:: Working data ::

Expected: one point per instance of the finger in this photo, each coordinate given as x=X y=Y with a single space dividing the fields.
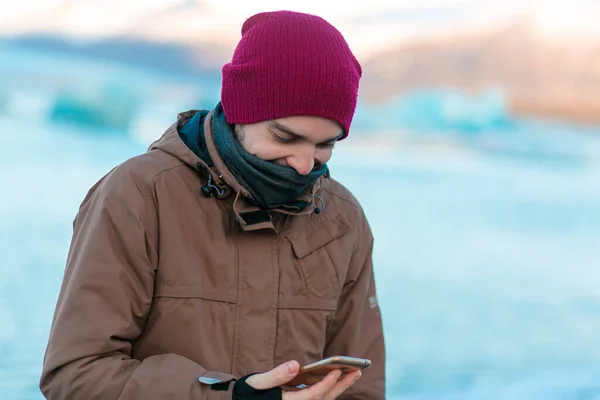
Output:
x=276 y=377
x=317 y=391
x=343 y=385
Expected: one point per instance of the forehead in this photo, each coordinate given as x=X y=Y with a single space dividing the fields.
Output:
x=311 y=127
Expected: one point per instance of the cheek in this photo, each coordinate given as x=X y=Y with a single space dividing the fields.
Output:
x=322 y=156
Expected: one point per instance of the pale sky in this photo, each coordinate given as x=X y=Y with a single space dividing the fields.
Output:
x=366 y=25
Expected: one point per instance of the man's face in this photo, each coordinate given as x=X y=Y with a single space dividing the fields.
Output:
x=301 y=142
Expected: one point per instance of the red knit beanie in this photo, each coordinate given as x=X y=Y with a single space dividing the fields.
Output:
x=289 y=63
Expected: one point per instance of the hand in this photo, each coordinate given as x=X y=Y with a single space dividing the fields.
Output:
x=331 y=387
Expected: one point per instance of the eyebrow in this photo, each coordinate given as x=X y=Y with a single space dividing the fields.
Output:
x=279 y=126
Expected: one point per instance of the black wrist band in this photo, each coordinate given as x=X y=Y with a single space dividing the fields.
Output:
x=243 y=391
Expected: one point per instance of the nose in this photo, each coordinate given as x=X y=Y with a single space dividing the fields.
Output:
x=302 y=163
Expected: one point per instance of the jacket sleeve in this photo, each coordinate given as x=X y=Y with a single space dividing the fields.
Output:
x=103 y=303
x=356 y=329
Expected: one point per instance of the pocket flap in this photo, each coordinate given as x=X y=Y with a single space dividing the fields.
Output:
x=317 y=233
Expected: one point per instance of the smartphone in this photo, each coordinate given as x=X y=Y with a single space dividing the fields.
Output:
x=315 y=372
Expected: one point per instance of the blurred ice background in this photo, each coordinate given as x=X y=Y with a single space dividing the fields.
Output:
x=478 y=136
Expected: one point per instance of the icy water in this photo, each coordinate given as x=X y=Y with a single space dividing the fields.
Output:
x=487 y=253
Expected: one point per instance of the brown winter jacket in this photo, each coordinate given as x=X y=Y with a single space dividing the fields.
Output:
x=164 y=285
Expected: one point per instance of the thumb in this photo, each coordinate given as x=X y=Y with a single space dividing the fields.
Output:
x=275 y=377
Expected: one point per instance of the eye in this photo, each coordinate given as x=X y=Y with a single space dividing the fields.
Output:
x=328 y=145
x=281 y=139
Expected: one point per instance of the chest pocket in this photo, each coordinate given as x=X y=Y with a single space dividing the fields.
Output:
x=314 y=273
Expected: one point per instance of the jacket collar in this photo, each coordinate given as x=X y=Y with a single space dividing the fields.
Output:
x=249 y=216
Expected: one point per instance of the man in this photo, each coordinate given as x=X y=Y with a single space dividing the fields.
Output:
x=217 y=263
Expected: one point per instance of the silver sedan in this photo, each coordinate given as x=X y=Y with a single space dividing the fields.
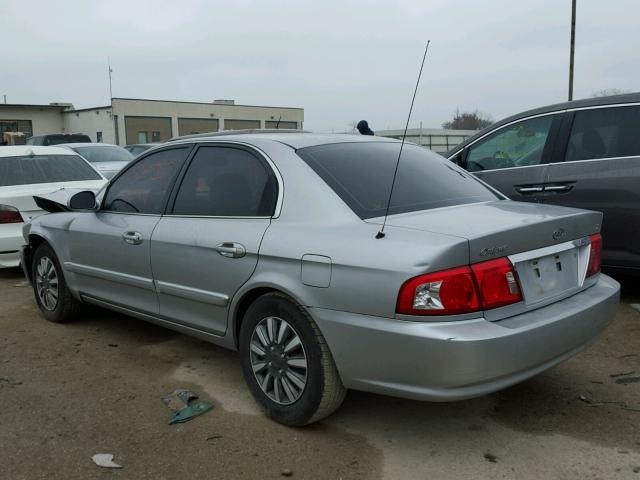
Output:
x=268 y=244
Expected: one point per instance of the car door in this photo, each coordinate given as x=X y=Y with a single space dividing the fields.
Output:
x=513 y=159
x=207 y=245
x=600 y=170
x=109 y=249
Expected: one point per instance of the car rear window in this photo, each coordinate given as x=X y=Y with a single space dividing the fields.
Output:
x=27 y=170
x=60 y=139
x=361 y=174
x=105 y=154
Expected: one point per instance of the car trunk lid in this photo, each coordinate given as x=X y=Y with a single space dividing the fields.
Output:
x=547 y=245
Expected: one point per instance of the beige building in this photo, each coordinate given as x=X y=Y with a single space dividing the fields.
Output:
x=129 y=120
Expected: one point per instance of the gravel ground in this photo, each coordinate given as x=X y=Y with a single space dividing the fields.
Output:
x=94 y=386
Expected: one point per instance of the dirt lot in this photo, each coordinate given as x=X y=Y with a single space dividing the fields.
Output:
x=94 y=386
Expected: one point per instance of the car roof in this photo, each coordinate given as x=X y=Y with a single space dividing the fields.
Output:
x=87 y=144
x=582 y=103
x=23 y=150
x=295 y=138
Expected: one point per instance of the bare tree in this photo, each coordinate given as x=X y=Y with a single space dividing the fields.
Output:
x=608 y=92
x=475 y=120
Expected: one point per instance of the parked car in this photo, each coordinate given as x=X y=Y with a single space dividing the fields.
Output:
x=57 y=139
x=267 y=243
x=583 y=154
x=137 y=148
x=26 y=171
x=106 y=158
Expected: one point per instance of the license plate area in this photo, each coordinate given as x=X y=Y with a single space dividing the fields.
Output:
x=551 y=272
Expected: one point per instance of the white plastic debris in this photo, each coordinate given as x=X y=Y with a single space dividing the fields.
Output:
x=105 y=460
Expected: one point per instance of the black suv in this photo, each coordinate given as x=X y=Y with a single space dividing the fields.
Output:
x=583 y=154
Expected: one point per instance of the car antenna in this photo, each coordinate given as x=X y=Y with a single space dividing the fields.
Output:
x=381 y=233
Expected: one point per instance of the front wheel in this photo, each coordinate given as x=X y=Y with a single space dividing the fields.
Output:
x=56 y=302
x=286 y=362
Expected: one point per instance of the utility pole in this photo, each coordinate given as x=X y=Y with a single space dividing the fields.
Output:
x=110 y=89
x=573 y=47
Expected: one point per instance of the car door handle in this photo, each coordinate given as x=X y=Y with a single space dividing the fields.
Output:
x=557 y=188
x=132 y=238
x=231 y=250
x=529 y=189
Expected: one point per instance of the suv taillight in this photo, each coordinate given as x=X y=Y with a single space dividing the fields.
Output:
x=595 y=255
x=481 y=286
x=9 y=214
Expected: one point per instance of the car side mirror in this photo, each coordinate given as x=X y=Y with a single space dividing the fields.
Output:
x=83 y=201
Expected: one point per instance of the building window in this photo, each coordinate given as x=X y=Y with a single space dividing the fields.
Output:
x=23 y=126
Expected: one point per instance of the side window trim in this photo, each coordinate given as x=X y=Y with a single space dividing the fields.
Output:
x=141 y=157
x=550 y=141
x=258 y=154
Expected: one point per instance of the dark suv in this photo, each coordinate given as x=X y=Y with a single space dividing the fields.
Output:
x=58 y=139
x=583 y=154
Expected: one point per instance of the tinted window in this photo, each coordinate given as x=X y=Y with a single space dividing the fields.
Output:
x=111 y=153
x=143 y=187
x=44 y=169
x=361 y=174
x=517 y=145
x=605 y=133
x=226 y=182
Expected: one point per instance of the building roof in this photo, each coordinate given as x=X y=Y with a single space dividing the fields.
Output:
x=209 y=104
x=33 y=105
x=24 y=150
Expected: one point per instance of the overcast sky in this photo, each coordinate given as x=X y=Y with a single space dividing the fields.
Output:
x=339 y=60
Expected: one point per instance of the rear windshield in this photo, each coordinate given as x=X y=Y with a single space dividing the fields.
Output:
x=361 y=174
x=105 y=154
x=60 y=139
x=28 y=170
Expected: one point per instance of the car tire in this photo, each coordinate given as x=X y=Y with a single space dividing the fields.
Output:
x=322 y=392
x=53 y=297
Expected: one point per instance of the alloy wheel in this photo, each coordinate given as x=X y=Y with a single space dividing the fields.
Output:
x=278 y=360
x=47 y=283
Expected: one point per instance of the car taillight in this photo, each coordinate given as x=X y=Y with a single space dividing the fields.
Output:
x=595 y=255
x=9 y=214
x=497 y=283
x=481 y=286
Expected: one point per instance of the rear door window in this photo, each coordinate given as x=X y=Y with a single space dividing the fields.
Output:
x=605 y=133
x=361 y=174
x=227 y=182
x=27 y=170
x=144 y=186
x=518 y=145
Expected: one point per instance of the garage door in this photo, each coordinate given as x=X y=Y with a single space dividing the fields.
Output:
x=147 y=129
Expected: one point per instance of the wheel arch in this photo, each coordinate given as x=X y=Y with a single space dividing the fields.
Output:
x=244 y=300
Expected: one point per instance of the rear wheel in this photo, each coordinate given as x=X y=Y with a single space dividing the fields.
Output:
x=287 y=363
x=56 y=302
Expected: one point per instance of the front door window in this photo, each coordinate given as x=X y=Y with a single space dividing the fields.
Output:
x=518 y=145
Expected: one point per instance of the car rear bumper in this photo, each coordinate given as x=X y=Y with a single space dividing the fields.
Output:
x=444 y=361
x=10 y=244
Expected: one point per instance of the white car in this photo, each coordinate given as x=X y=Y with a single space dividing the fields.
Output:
x=28 y=170
x=108 y=159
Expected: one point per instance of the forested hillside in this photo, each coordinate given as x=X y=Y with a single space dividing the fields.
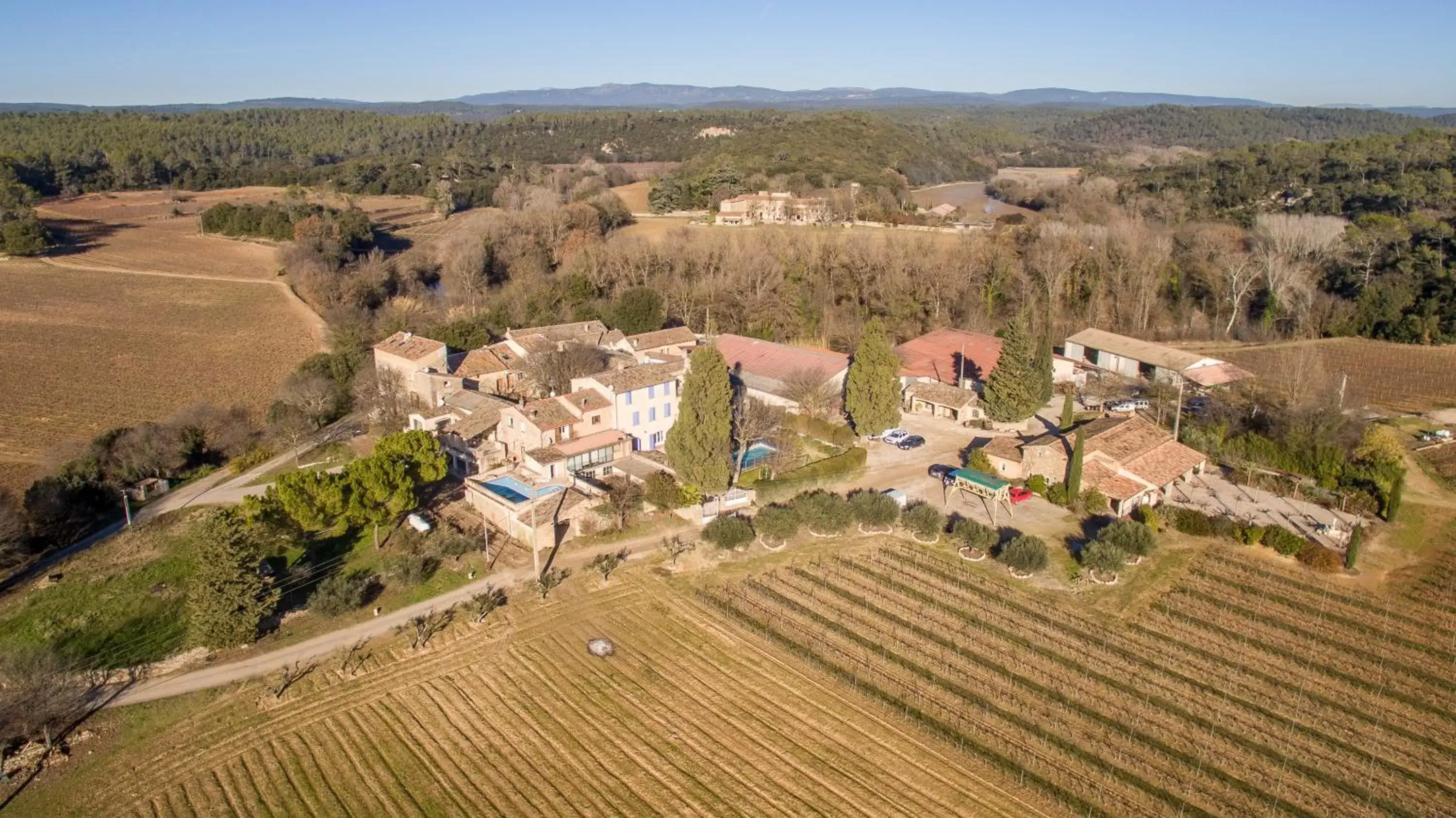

:::

Directive:
Could you arrange the data above as a JSON list of strings, one string per line and no blank lines, starting at the line that contains "Expected: one point per instance of the car rear window" and stopping after the line that contains "x=129 y=120"?

Result of the task:
[
  "Expected: one point per instance of the car rear window in this photo, each coordinate given as x=X y=Y with a single space dividing the fields.",
  "Output:",
  "x=27 y=170",
  "x=60 y=139",
  "x=361 y=174",
  "x=105 y=154",
  "Expected: one point per instance of the car trunk lid in this photo, each coordinate given as x=X y=Y with a single space dividing the fields.",
  "Output:",
  "x=547 y=245",
  "Expected: one point per instance of the beige building in this photo, each coordinate given as x=X y=Y with a single space dividing the fields.",
  "Output:",
  "x=129 y=120"
]